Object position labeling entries
- - - - - - -

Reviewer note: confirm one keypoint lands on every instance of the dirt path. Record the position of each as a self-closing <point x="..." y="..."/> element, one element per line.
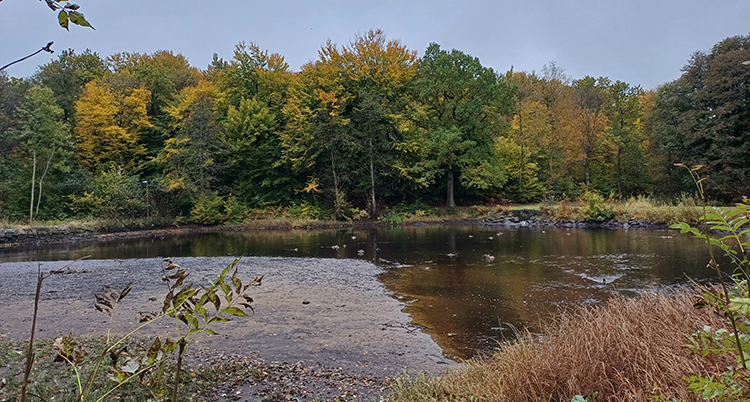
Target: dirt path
<point x="316" y="315"/>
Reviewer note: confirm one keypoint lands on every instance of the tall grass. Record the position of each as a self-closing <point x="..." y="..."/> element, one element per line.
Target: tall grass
<point x="629" y="350"/>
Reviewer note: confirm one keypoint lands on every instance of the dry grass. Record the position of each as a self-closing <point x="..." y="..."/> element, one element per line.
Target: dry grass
<point x="630" y="350"/>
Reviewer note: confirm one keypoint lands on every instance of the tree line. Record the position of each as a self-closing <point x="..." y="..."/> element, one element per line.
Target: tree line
<point x="366" y="126"/>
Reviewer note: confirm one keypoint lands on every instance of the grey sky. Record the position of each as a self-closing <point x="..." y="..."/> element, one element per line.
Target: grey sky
<point x="642" y="42"/>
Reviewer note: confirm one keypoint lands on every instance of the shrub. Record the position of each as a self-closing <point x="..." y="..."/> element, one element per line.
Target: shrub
<point x="208" y="210"/>
<point x="596" y="207"/>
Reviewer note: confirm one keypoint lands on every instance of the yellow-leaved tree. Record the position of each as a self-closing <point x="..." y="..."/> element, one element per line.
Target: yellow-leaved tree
<point x="108" y="127"/>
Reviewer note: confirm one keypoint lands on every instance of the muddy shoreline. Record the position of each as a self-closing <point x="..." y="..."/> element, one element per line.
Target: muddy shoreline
<point x="323" y="313"/>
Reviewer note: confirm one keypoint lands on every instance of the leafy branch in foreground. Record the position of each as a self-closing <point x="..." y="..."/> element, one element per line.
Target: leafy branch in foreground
<point x="68" y="13"/>
<point x="194" y="308"/>
<point x="727" y="229"/>
<point x="44" y="48"/>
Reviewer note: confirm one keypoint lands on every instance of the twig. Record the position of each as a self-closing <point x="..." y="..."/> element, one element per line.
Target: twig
<point x="46" y="49"/>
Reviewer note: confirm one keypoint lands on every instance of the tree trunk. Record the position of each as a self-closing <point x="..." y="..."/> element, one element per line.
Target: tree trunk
<point x="336" y="206"/>
<point x="33" y="182"/>
<point x="619" y="173"/>
<point x="586" y="171"/>
<point x="373" y="206"/>
<point x="450" y="202"/>
<point x="41" y="180"/>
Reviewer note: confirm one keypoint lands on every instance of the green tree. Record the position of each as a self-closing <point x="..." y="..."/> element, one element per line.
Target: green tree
<point x="43" y="134"/>
<point x="164" y="74"/>
<point x="68" y="75"/>
<point x="622" y="104"/>
<point x="703" y="118"/>
<point x="189" y="159"/>
<point x="461" y="118"/>
<point x="316" y="140"/>
<point x="256" y="85"/>
<point x="109" y="125"/>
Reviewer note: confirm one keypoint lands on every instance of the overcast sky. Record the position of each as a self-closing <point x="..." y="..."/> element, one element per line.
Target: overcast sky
<point x="642" y="42"/>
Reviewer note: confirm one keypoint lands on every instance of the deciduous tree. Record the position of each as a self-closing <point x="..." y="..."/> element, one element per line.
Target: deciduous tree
<point x="108" y="127"/>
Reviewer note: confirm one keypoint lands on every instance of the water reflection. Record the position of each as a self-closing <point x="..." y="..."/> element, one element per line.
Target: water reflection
<point x="465" y="301"/>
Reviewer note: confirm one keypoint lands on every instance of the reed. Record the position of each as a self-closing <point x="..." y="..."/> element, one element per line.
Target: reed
<point x="629" y="350"/>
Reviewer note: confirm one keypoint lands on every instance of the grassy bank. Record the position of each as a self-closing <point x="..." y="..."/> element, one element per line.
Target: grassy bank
<point x="630" y="350"/>
<point x="640" y="209"/>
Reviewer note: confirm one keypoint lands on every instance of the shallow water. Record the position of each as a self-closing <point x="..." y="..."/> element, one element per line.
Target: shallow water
<point x="469" y="286"/>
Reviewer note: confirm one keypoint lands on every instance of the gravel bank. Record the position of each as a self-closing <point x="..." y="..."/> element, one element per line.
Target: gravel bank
<point x="331" y="315"/>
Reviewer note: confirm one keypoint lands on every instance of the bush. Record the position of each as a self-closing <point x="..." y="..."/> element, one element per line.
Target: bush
<point x="596" y="208"/>
<point x="208" y="210"/>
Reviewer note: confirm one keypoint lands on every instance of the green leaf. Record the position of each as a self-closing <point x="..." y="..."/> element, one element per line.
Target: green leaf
<point x="63" y="19"/>
<point x="236" y="282"/>
<point x="192" y="320"/>
<point x="226" y="289"/>
<point x="78" y="19"/>
<point x="213" y="298"/>
<point x="131" y="366"/>
<point x="153" y="351"/>
<point x="125" y="291"/>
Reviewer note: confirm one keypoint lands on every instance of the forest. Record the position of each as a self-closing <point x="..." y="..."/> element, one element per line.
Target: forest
<point x="367" y="126"/>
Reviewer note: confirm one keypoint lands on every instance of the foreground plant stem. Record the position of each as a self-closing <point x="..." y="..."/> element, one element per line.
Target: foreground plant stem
<point x="715" y="263"/>
<point x="30" y="352"/>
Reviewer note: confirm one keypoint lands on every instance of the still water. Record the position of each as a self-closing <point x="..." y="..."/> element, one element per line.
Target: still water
<point x="468" y="286"/>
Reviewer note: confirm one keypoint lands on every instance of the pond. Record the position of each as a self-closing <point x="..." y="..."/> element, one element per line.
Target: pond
<point x="469" y="286"/>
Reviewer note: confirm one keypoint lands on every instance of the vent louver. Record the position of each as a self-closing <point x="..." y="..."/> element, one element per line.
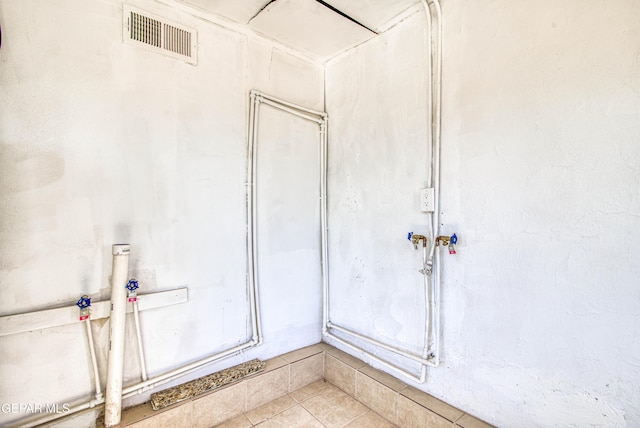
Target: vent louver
<point x="160" y="35"/>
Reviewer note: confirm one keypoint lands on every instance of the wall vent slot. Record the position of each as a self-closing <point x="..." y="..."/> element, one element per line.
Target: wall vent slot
<point x="159" y="35"/>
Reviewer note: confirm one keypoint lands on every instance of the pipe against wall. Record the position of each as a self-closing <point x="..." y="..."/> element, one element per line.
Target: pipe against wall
<point x="431" y="352"/>
<point x="115" y="367"/>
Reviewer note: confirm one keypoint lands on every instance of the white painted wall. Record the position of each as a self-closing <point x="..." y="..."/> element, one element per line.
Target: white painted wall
<point x="540" y="181"/>
<point x="104" y="143"/>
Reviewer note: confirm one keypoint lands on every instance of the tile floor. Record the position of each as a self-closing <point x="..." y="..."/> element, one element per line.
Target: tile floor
<point x="319" y="404"/>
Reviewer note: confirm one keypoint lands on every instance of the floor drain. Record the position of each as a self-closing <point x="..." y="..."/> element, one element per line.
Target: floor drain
<point x="185" y="391"/>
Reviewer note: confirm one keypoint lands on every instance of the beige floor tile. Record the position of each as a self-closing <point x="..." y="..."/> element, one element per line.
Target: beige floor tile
<point x="237" y="422"/>
<point x="370" y="420"/>
<point x="468" y="421"/>
<point x="413" y="415"/>
<point x="295" y="417"/>
<point x="220" y="405"/>
<point x="301" y="354"/>
<point x="334" y="408"/>
<point x="267" y="387"/>
<point x="377" y="396"/>
<point x="178" y="416"/>
<point x="432" y="403"/>
<point x="340" y="374"/>
<point x="306" y="371"/>
<point x="310" y="390"/>
<point x="272" y="408"/>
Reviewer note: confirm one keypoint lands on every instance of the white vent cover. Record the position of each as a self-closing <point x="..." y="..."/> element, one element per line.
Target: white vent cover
<point x="159" y="35"/>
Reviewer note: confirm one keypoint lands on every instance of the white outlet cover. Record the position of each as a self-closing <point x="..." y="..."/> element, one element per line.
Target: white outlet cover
<point x="427" y="198"/>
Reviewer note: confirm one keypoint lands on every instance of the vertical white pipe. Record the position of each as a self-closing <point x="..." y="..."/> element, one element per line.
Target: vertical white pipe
<point x="115" y="367"/>
<point x="257" y="327"/>
<point x="323" y="223"/>
<point x="136" y="319"/>
<point x="94" y="361"/>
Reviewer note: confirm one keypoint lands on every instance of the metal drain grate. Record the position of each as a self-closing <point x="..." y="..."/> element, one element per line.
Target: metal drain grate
<point x="159" y="35"/>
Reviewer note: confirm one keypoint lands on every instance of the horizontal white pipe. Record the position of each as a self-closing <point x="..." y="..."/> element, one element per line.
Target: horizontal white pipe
<point x="401" y="352"/>
<point x="48" y="318"/>
<point x="168" y="376"/>
<point x="289" y="104"/>
<point x="290" y="110"/>
<point x="392" y="366"/>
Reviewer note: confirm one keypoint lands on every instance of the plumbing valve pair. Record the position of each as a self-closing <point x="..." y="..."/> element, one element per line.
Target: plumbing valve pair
<point x="448" y="241"/>
<point x="85" y="307"/>
<point x="132" y="286"/>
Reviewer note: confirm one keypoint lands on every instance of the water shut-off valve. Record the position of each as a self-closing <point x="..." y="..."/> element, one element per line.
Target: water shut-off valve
<point x="132" y="286"/>
<point x="85" y="307"/>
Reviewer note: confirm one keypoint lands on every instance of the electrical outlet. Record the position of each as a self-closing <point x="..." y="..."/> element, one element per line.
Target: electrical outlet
<point x="427" y="200"/>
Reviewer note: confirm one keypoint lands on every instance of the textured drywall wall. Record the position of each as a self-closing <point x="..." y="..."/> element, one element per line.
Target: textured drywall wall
<point x="103" y="143"/>
<point x="540" y="180"/>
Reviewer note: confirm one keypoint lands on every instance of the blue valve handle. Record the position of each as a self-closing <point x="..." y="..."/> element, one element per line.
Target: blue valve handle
<point x="84" y="302"/>
<point x="132" y="285"/>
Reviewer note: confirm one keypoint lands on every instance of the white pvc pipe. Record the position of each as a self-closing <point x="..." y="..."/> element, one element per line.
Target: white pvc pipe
<point x="173" y="374"/>
<point x="323" y="224"/>
<point x="136" y="319"/>
<point x="415" y="357"/>
<point x="291" y="110"/>
<point x="386" y="363"/>
<point x="288" y="104"/>
<point x="257" y="328"/>
<point x="431" y="352"/>
<point x="94" y="361"/>
<point x="115" y="367"/>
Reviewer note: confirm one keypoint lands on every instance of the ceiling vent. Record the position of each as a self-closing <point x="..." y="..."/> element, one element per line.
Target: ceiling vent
<point x="159" y="35"/>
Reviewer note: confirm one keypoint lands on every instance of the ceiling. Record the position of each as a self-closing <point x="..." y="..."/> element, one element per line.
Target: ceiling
<point x="318" y="28"/>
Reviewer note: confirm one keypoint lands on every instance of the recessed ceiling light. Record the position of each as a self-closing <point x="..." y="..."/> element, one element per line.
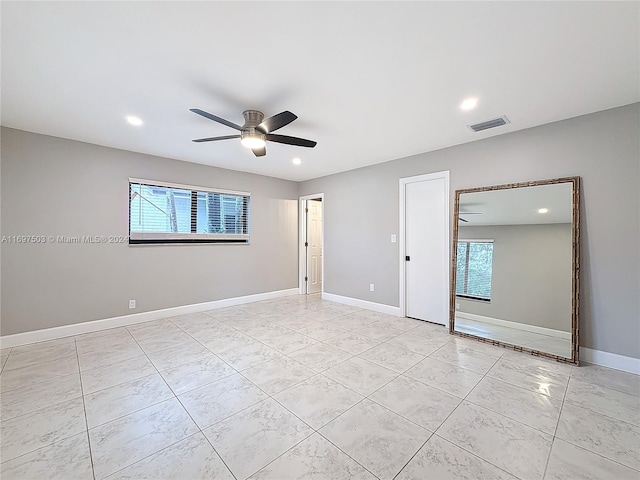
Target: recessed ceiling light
<point x="133" y="120"/>
<point x="469" y="103"/>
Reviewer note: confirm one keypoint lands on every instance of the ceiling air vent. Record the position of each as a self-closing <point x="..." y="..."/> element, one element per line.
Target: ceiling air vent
<point x="494" y="122"/>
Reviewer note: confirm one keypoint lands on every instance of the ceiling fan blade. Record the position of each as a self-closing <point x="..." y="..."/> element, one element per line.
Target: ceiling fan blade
<point x="213" y="139"/>
<point x="300" y="142"/>
<point x="272" y="124"/>
<point x="215" y="119"/>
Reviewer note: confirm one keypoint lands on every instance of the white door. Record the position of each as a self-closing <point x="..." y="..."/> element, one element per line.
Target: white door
<point x="314" y="246"/>
<point x="426" y="206"/>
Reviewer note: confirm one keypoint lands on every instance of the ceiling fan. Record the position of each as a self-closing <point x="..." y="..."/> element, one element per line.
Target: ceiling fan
<point x="256" y="131"/>
<point x="467" y="213"/>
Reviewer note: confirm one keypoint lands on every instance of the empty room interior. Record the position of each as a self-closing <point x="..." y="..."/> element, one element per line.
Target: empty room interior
<point x="320" y="240"/>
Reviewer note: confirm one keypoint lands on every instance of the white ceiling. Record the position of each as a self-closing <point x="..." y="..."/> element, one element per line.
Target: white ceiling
<point x="369" y="81"/>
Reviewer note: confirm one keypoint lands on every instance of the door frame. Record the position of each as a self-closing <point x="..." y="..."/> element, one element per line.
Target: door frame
<point x="402" y="283"/>
<point x="302" y="234"/>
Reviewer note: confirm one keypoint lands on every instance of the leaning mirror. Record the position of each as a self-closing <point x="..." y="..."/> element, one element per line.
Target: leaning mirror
<point x="515" y="266"/>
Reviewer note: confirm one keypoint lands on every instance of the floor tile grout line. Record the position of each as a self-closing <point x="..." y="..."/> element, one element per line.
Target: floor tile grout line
<point x="288" y="355"/>
<point x="413" y="456"/>
<point x="596" y="453"/>
<point x="84" y="408"/>
<point x="475" y="455"/>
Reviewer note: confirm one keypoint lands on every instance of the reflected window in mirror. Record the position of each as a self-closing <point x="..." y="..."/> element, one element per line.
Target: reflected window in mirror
<point x="474" y="265"/>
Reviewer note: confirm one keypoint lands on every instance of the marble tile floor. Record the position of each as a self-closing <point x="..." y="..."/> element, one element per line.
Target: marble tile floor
<point x="515" y="336"/>
<point x="302" y="388"/>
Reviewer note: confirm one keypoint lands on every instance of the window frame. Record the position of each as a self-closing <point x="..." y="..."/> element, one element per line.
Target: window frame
<point x="466" y="270"/>
<point x="192" y="237"/>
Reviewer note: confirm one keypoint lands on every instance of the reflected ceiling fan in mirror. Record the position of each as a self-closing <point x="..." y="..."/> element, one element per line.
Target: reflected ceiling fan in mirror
<point x="256" y="131"/>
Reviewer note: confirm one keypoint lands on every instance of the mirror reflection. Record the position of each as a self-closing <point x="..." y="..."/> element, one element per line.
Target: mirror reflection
<point x="514" y="266"/>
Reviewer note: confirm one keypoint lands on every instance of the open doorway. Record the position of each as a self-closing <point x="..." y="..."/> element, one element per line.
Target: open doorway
<point x="311" y="244"/>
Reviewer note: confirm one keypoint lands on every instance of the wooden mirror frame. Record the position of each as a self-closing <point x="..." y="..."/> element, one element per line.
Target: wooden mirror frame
<point x="575" y="248"/>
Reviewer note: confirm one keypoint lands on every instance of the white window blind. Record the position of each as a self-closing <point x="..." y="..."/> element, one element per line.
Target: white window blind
<point x="162" y="212"/>
<point x="474" y="269"/>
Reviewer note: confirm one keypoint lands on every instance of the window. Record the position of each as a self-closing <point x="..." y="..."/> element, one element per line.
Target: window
<point x="474" y="269"/>
<point x="162" y="212"/>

- - - - - - -

Transcribe only the trailing portion of the entries above: the line that contains "the white window" and each line after it.

Reviewer note: confirm one keypoint lands on every instance of the white window blind. Record the position of each as a self-closing <point x="..." y="..."/> element, one element per line.
Target: white window blind
<point x="162" y="212"/>
<point x="474" y="269"/>
Reviewer note: confirm one keypoint lands on every instance of the window. Record the position of each as a self-closing <point x="..." y="..."/> element, one element per line.
Target: window
<point x="474" y="269"/>
<point x="162" y="212"/>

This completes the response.